**EXERCISE PROMPT**
Return exactly, and only, the lines from the line containing "of the sunlit" through the final line of the records below, both included.

Image point grounding data
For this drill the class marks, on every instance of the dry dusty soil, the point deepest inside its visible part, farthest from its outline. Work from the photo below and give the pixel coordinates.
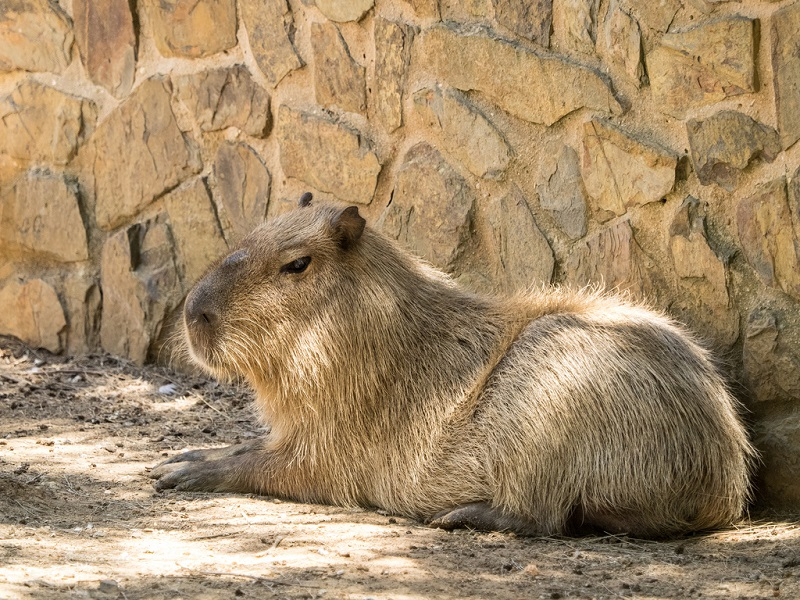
(79, 516)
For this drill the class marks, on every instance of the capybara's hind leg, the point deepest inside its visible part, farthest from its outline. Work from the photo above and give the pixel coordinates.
(482, 516)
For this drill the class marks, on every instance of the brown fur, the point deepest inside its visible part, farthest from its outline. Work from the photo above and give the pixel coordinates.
(386, 385)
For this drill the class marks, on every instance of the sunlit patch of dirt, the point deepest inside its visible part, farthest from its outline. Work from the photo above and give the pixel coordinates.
(79, 516)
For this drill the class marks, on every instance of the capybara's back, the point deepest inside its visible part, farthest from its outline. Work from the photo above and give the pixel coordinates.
(608, 414)
(386, 385)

**RESULT**
For this drill the class marks, on every instance of the sunlit patch of dirt, the point deepest inside its visible part, farthest from its outline. Work from the photo above and give the pixel coordinates.
(79, 516)
For this drill the class marks, on every instance of the capybara's back, the point deepest inside its visible part, farthest from its outline. Work from the photo above and give the pixel coordinates.
(608, 414)
(386, 385)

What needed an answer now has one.